Please collect every line of the material below that contains the word "wall", and copy each one.

**Data for the task:**
::::

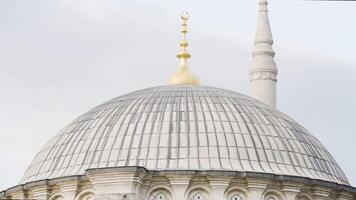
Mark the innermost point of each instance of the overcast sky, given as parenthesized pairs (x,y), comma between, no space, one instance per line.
(60,58)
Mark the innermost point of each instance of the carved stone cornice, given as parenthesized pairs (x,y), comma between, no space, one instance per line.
(254,76)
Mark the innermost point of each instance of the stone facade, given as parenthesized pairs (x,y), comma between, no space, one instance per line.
(133,183)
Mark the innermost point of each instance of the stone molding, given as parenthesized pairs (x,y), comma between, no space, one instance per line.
(256,76)
(140,183)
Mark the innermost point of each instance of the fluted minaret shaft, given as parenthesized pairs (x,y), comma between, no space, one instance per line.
(263,71)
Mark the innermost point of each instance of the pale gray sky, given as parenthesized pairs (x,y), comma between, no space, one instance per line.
(60,58)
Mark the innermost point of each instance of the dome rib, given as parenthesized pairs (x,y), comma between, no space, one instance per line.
(185,128)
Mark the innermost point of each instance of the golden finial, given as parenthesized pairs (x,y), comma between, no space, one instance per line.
(184,76)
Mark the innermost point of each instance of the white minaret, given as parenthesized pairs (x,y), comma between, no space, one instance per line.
(263,71)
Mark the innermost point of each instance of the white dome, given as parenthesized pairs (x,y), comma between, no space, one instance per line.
(185,128)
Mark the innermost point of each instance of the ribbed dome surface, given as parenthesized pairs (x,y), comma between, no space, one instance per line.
(185,128)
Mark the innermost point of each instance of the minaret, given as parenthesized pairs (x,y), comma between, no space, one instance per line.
(183,75)
(263,71)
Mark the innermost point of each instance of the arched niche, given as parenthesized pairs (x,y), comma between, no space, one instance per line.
(199,194)
(236,193)
(273,195)
(57,197)
(160,193)
(303,197)
(86,195)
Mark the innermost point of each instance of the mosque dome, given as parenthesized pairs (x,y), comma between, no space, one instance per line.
(188,141)
(185,128)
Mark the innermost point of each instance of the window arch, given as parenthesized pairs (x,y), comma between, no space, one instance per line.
(160,194)
(57,197)
(273,195)
(303,197)
(86,195)
(236,197)
(236,193)
(199,194)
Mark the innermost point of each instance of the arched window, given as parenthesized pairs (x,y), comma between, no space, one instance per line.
(198,196)
(86,195)
(236,197)
(160,196)
(57,197)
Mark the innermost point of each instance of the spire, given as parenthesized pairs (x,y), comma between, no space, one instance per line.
(263,71)
(183,76)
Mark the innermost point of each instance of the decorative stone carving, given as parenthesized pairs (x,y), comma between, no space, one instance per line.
(236,197)
(198,196)
(263,76)
(160,196)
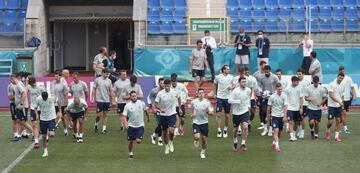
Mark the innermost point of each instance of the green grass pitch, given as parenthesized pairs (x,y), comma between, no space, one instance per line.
(108,153)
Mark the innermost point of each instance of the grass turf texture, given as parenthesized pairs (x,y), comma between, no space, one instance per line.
(108,153)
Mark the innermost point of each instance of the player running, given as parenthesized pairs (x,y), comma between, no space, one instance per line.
(134,121)
(295,107)
(316,96)
(166,101)
(46,103)
(222,88)
(335,103)
(34,91)
(240,102)
(183,93)
(277,109)
(151,99)
(119,88)
(59,88)
(76,109)
(103,94)
(200,109)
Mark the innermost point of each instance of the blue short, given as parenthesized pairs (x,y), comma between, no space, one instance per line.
(203,129)
(183,111)
(277,123)
(121,107)
(135,133)
(314,115)
(200,73)
(168,121)
(237,119)
(223,103)
(75,116)
(21,114)
(46,126)
(33,115)
(12,111)
(294,116)
(334,112)
(102,107)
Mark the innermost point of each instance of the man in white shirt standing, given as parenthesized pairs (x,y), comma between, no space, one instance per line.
(335,103)
(349,95)
(278,108)
(240,102)
(307,44)
(209,44)
(222,89)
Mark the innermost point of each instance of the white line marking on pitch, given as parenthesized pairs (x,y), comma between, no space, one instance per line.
(18,159)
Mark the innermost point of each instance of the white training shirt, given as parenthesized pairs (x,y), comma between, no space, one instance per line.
(338,91)
(200,116)
(294,95)
(223,83)
(307,48)
(167,101)
(240,100)
(277,104)
(135,113)
(317,94)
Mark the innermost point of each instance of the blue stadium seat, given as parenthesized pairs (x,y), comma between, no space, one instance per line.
(153,3)
(325,25)
(272,14)
(338,24)
(153,14)
(258,14)
(167,4)
(351,13)
(153,27)
(272,25)
(259,24)
(298,13)
(325,12)
(284,13)
(232,13)
(232,4)
(9,25)
(10,14)
(245,4)
(180,4)
(297,25)
(246,25)
(179,14)
(314,25)
(180,27)
(23,4)
(22,14)
(312,3)
(337,12)
(259,4)
(325,3)
(352,24)
(271,4)
(166,14)
(2,4)
(13,4)
(234,26)
(245,14)
(298,4)
(337,3)
(166,27)
(285,3)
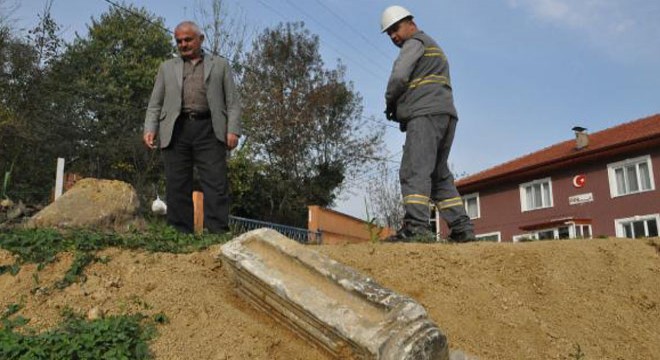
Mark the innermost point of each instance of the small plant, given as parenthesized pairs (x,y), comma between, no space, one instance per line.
(6,180)
(161,318)
(578,354)
(372,226)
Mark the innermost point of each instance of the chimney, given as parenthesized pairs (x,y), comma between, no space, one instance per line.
(581,137)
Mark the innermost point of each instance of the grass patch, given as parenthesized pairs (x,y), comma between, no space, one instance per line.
(41,246)
(114,337)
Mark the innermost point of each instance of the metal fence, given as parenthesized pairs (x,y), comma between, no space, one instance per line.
(240,225)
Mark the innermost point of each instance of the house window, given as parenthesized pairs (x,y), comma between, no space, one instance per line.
(471,203)
(568,231)
(583,231)
(638,226)
(631,176)
(536,194)
(494,236)
(525,237)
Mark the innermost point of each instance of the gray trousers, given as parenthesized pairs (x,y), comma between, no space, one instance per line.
(425,175)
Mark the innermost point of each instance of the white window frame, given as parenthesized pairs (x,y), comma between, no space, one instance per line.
(572,233)
(618,223)
(495,233)
(546,203)
(531,236)
(611,174)
(469,197)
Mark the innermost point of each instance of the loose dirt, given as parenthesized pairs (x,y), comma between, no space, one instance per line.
(495,301)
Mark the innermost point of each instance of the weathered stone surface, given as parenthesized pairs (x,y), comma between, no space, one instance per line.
(91,203)
(330,304)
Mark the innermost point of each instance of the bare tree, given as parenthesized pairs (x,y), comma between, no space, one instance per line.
(384,197)
(7,9)
(225,35)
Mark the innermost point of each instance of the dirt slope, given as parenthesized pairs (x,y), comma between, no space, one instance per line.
(495,301)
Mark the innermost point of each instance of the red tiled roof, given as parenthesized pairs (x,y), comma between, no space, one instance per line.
(606,140)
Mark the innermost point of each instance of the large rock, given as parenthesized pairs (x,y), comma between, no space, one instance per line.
(330,304)
(92,203)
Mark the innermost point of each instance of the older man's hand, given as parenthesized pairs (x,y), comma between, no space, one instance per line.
(232,141)
(149,140)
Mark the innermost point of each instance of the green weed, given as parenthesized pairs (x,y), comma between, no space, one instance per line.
(578,354)
(115,337)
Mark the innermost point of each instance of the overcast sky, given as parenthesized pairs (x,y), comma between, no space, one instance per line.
(524,72)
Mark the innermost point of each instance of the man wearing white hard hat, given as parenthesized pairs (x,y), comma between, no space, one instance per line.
(419,97)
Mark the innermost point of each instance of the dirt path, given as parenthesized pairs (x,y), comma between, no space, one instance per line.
(496,301)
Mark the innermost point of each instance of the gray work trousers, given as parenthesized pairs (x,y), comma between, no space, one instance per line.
(425,175)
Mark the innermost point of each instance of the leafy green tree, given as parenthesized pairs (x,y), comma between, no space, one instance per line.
(304,127)
(109,74)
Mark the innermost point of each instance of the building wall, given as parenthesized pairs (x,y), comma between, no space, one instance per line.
(500,205)
(339,228)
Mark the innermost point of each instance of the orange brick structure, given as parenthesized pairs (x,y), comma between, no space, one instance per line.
(340,228)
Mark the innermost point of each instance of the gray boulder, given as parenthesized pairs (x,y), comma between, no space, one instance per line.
(92,203)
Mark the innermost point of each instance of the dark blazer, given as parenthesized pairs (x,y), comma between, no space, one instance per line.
(165,103)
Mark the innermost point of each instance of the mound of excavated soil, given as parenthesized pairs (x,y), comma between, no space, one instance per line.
(496,301)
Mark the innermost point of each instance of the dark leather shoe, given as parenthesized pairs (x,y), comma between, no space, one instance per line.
(411,234)
(462,236)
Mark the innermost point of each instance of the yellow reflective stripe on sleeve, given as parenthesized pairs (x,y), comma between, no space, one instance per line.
(433,51)
(429,79)
(414,202)
(457,201)
(416,199)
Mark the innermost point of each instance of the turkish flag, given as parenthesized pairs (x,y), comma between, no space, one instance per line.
(579,180)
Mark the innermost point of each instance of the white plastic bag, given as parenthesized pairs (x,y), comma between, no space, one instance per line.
(158,206)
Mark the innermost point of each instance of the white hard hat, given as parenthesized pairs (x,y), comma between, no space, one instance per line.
(392,15)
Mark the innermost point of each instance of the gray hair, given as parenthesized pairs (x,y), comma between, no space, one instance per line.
(190,24)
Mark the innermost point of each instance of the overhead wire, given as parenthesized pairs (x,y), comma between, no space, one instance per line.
(355,31)
(334,34)
(339,52)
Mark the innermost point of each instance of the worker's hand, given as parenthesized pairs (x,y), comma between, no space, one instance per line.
(232,141)
(403,126)
(390,113)
(149,140)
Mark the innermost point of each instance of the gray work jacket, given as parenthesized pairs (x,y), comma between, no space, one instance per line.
(420,83)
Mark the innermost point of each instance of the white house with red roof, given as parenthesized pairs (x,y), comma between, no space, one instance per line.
(600,184)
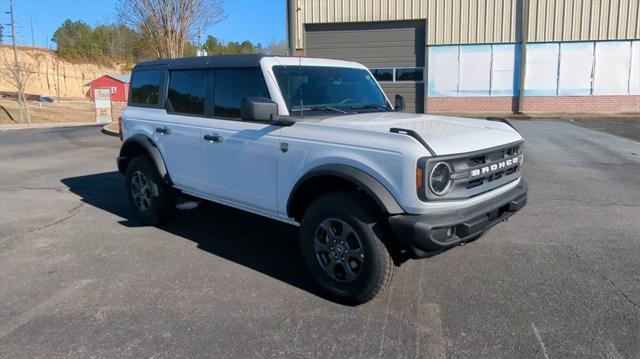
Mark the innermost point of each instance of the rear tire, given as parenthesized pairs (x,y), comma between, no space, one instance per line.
(152,199)
(341,241)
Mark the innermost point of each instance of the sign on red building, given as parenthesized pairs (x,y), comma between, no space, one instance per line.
(117,83)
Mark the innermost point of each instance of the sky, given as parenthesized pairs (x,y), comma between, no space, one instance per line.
(261,21)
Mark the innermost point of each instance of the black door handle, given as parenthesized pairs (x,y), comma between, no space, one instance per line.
(214,138)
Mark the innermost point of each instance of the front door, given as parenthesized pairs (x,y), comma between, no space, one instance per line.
(239,157)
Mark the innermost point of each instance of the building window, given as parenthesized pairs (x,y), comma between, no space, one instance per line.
(399,74)
(383,75)
(413,74)
(187,92)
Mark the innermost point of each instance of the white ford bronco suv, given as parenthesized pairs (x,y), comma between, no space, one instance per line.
(317,144)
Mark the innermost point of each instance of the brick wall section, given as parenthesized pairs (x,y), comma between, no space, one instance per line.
(555,104)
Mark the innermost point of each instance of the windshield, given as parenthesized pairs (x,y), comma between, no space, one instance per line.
(329,89)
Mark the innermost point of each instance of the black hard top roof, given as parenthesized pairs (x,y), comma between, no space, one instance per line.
(245,60)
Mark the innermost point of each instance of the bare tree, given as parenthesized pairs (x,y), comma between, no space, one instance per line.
(18,75)
(170,23)
(276,48)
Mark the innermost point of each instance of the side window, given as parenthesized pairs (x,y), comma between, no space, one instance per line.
(187,92)
(145,87)
(234,84)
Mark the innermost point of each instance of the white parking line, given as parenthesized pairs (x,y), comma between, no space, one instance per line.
(430,340)
(539,339)
(22,319)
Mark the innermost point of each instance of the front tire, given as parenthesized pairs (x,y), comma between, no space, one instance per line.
(341,241)
(153,200)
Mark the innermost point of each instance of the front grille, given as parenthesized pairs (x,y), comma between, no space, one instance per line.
(478,172)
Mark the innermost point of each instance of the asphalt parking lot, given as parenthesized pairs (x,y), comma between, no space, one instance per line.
(79,278)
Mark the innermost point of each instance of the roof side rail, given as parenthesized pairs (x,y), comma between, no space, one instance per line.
(415,135)
(503,120)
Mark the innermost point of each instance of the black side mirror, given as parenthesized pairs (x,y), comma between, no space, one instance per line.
(258,109)
(399,103)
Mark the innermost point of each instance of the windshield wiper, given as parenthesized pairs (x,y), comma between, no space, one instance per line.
(361,107)
(320,108)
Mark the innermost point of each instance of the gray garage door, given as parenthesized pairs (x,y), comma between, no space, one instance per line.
(394,51)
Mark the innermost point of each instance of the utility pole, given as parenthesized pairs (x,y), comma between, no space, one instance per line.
(524,35)
(22,103)
(33,39)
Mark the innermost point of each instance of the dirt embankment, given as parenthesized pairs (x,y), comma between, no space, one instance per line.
(49,75)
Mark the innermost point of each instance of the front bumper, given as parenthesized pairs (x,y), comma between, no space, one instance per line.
(426,235)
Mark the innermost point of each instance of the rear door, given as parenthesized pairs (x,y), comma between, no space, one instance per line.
(239,157)
(179,131)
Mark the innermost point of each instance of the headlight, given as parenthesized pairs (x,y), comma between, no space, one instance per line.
(440,178)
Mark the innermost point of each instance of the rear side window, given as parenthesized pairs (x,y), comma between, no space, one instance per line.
(145,87)
(187,91)
(234,84)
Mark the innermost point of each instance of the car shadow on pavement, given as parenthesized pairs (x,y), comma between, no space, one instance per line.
(267,246)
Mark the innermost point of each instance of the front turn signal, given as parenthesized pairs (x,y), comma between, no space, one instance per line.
(419,178)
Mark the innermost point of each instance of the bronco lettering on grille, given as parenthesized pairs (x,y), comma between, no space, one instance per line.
(494,167)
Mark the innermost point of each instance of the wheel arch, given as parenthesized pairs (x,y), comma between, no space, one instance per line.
(142,145)
(328,178)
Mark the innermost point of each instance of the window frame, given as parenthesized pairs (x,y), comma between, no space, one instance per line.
(162,88)
(207,91)
(212,98)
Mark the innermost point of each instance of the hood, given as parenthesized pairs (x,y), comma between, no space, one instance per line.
(445,135)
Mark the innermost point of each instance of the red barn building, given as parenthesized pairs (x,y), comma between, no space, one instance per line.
(118,83)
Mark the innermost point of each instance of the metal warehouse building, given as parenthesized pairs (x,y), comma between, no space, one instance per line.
(483,55)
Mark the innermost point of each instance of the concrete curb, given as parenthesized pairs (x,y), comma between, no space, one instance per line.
(109,129)
(21,126)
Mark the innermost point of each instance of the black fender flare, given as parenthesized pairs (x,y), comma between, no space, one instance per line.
(370,185)
(131,147)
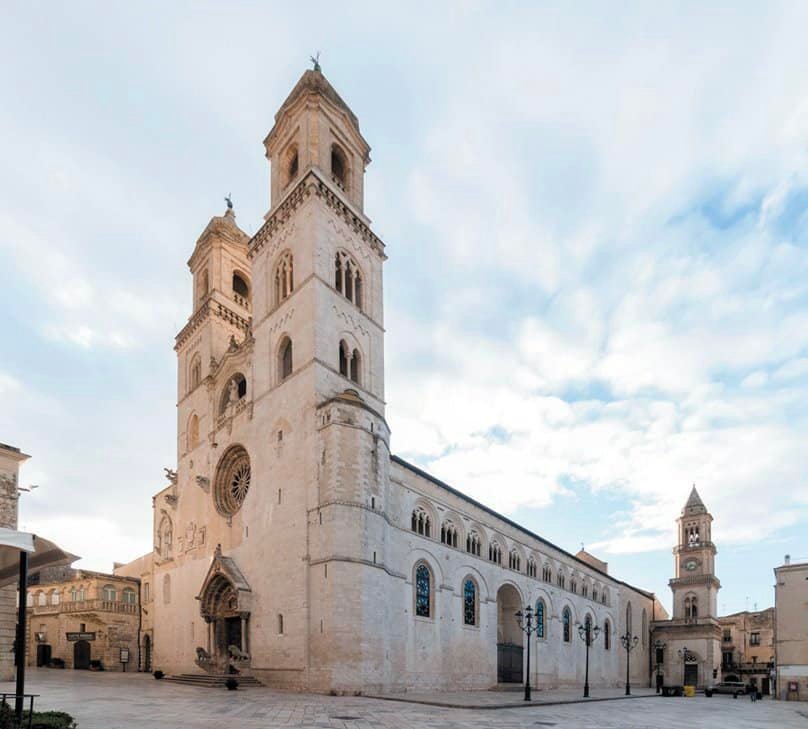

::::

**Output:**
Mark the innermost point of each instance of the building wall, given as parenthesized pairs (x,y), comma between, no space, one instance per line.
Mark the innermost point of each instance of the brick wall section, given as parenthesized pairs (x,y), comma between, no space, one instance per line.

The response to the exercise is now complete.